● **Work request**
Top to bottom, every record is to be copied word for word.

● **Extracted data entries**
##########

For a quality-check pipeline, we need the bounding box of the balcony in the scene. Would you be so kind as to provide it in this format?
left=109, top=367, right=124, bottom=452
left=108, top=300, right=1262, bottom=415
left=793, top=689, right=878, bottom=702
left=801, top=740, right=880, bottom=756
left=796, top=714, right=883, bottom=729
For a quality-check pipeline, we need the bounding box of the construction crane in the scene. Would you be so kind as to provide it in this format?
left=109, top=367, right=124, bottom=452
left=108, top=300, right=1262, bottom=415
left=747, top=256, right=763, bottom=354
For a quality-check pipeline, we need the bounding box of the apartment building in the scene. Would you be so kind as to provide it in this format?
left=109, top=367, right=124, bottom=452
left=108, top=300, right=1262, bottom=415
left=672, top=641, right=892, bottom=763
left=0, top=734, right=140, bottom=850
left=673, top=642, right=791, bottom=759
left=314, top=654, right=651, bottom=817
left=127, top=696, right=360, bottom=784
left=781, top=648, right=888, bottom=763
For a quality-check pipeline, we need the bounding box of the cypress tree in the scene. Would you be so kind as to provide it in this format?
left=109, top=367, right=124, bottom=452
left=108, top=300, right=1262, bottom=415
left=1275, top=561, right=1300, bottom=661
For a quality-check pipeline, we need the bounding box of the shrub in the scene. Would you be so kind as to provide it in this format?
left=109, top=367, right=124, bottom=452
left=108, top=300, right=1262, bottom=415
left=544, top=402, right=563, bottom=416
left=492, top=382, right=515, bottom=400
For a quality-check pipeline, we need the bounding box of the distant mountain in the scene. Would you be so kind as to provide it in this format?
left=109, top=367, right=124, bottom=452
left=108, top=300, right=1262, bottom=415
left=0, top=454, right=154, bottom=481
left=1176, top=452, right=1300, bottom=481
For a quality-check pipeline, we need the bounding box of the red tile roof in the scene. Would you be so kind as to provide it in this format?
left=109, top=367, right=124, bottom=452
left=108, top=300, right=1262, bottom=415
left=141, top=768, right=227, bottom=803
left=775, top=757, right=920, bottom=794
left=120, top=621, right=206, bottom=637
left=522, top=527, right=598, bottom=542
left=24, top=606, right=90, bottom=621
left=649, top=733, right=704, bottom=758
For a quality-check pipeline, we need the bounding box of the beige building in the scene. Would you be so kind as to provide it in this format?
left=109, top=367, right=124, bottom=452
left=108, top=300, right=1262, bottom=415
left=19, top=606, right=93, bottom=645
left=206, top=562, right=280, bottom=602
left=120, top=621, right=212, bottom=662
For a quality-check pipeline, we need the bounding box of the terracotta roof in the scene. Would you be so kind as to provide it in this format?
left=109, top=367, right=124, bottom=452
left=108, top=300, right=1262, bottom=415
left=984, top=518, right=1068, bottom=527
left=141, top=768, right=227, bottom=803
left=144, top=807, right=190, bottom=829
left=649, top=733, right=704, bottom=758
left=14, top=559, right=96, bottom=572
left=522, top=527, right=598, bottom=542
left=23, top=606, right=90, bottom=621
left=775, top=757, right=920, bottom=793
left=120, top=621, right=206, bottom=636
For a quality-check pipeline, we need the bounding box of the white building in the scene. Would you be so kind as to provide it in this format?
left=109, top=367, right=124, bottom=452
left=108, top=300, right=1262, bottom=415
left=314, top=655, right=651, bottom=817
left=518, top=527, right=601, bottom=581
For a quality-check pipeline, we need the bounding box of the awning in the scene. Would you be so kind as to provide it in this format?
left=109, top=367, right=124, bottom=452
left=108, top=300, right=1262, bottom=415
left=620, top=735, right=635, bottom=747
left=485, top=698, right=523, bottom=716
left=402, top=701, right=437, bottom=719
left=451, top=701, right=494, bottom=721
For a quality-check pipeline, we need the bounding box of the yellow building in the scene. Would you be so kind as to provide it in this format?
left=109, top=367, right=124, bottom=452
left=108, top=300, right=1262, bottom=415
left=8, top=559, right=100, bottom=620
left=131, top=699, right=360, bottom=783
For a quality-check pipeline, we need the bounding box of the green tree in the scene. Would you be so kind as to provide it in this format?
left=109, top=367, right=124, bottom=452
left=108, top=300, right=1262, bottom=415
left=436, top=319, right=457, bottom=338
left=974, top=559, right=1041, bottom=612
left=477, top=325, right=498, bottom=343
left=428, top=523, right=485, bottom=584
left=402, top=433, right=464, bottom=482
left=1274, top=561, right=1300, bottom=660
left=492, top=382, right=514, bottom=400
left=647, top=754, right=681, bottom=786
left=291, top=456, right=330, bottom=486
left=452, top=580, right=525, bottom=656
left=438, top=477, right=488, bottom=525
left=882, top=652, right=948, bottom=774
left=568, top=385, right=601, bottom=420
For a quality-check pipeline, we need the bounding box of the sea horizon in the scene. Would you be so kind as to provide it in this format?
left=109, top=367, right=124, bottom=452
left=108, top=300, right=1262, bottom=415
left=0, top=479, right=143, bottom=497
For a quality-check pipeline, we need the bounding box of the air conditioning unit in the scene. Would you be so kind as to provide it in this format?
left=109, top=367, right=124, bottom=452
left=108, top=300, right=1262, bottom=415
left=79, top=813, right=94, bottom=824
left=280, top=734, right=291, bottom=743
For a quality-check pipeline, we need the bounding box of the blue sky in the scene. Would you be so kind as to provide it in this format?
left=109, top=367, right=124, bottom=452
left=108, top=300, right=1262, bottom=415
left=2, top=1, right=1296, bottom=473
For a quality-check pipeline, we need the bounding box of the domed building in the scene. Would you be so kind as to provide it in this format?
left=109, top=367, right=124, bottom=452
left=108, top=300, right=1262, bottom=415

##########

● **Solution for this problem**
For a quality-check pipeline, we need the bounding box of the balcony in the scene. Would you be so kind as to provide it in this format?
left=109, top=367, right=124, bottom=452
left=108, top=300, right=1262, bottom=415
left=793, top=689, right=878, bottom=702
left=801, top=740, right=880, bottom=756
left=796, top=714, right=883, bottom=729
For a quality-check pipeline, we need the bounding box of the construction crane in the scene. Would you be so kind as to provide it in this format?
left=109, top=367, right=124, bottom=452
left=108, top=300, right=1262, bottom=415
left=747, top=256, right=763, bottom=354
For a quality-check pipeline, we need the bounding box of the apartment building in the scene. Would you be so kind as to provide it in this format?
left=109, top=367, right=124, bottom=452
left=108, top=300, right=1262, bottom=415
left=672, top=641, right=892, bottom=763
left=0, top=734, right=140, bottom=850
left=673, top=642, right=791, bottom=759
left=314, top=654, right=651, bottom=817
left=127, top=696, right=360, bottom=784
left=781, top=648, right=888, bottom=763
For a quality-check pipeline, we need the bounding box of the cypress tree in the scene. Would you be so kind as to provide it in this format?
left=109, top=367, right=124, bottom=452
left=108, top=300, right=1262, bottom=415
left=1275, top=561, right=1300, bottom=661
For a quality-check pipeline, we need the bounding box of the shrub in the scene. Would you be so kind as to provide it in this format?
left=109, top=367, right=124, bottom=452
left=108, top=300, right=1262, bottom=415
left=544, top=402, right=563, bottom=416
left=492, top=382, right=515, bottom=400
For a quality-check pipeline, we need the bounding box of the distant mountain in the scene. Would you be so kind as to provide it in this format?
left=109, top=367, right=124, bottom=452
left=108, top=300, right=1262, bottom=415
left=0, top=454, right=154, bottom=481
left=1176, top=452, right=1300, bottom=481
For a quality-check pipeline, we need the bounding box of the red tile roof in the scene. Would you be so kind as to provide it in this format?
left=109, top=367, right=124, bottom=452
left=108, top=300, right=1262, bottom=415
left=141, top=768, right=227, bottom=803
left=775, top=757, right=920, bottom=794
left=120, top=621, right=206, bottom=637
left=522, top=527, right=598, bottom=542
left=24, top=606, right=90, bottom=621
left=649, top=733, right=704, bottom=758
For a quality-check pipeline, we need the bounding box of the beige building in the scene. Would you be so kind as to provide it in this format?
left=109, top=367, right=124, bottom=452
left=108, top=300, right=1262, bottom=415
left=19, top=606, right=93, bottom=645
left=206, top=562, right=280, bottom=602
left=120, top=621, right=212, bottom=662
For a quality-check pipeline, we need the bounding box of the terracotta roof in the scene. Would you be so kind as to provide it in this format?
left=109, top=367, right=124, bottom=452
left=108, top=300, right=1262, bottom=415
left=984, top=518, right=1068, bottom=527
left=141, top=768, right=227, bottom=803
left=144, top=807, right=190, bottom=829
left=649, top=733, right=704, bottom=758
left=14, top=559, right=96, bottom=572
left=522, top=527, right=598, bottom=542
left=23, top=606, right=90, bottom=621
left=775, top=757, right=920, bottom=793
left=120, top=621, right=206, bottom=636
For a quality-check pipeline, we need the bounding box of the white building in the scene. Would you be so kind as to provide it in this format?
left=109, top=367, right=124, bottom=452
left=108, top=300, right=1262, bottom=415
left=314, top=655, right=651, bottom=817
left=518, top=527, right=601, bottom=581
For a quality-check pipeline, we need the bounding box of the awning in the scene. Would you be so kind as to provide it in this format?
left=109, top=367, right=124, bottom=452
left=108, top=300, right=1262, bottom=415
left=620, top=735, right=635, bottom=747
left=485, top=698, right=523, bottom=716
left=402, top=701, right=437, bottom=719
left=451, top=701, right=494, bottom=721
For a quality-check pipeline, we need the bounding box of the yellow building in the scene. Would you be so kind as to provide it in this format?
left=109, top=367, right=124, bottom=452
left=108, top=300, right=1262, bottom=415
left=8, top=559, right=100, bottom=620
left=131, top=699, right=360, bottom=783
For a quality-check pipeline, we need the bounding box of the green tree in the scene. Would you be so kind as to provide it in this format?
left=109, top=367, right=124, bottom=452
left=108, top=300, right=1262, bottom=415
left=436, top=319, right=457, bottom=338
left=974, top=559, right=1041, bottom=612
left=477, top=325, right=498, bottom=343
left=428, top=523, right=485, bottom=584
left=402, top=433, right=464, bottom=482
left=1274, top=561, right=1300, bottom=660
left=492, top=382, right=514, bottom=400
left=647, top=754, right=681, bottom=786
left=291, top=456, right=330, bottom=486
left=452, top=580, right=525, bottom=656
left=438, top=477, right=488, bottom=525
left=882, top=652, right=948, bottom=774
left=568, top=385, right=601, bottom=420
For a quality-check pipeline, we need the bounding box of the sea horizon in the scene. Would you be so kind as to provide it in this format?
left=109, top=367, right=124, bottom=452
left=108, top=300, right=1262, bottom=415
left=0, top=479, right=143, bottom=497
For a quality-check pipeline, we need the bounding box of the air conditioning unit in the scene. Would you be so kind as to provide it in this format?
left=109, top=367, right=124, bottom=452
left=108, top=300, right=1262, bottom=415
left=79, top=813, right=94, bottom=824
left=280, top=734, right=291, bottom=743
For a quality-check pipeline, we need the bounding box of the blue sky in the scene. Would you be so kind as to provide it in this format?
left=109, top=367, right=124, bottom=452
left=108, top=300, right=1262, bottom=415
left=2, top=1, right=1296, bottom=473
For a quality-check pipeline, we need the bounding box of the domed building in the scene. Would you be so kind as to provide it in this format?
left=109, top=367, right=124, bottom=452
left=108, top=300, right=1262, bottom=415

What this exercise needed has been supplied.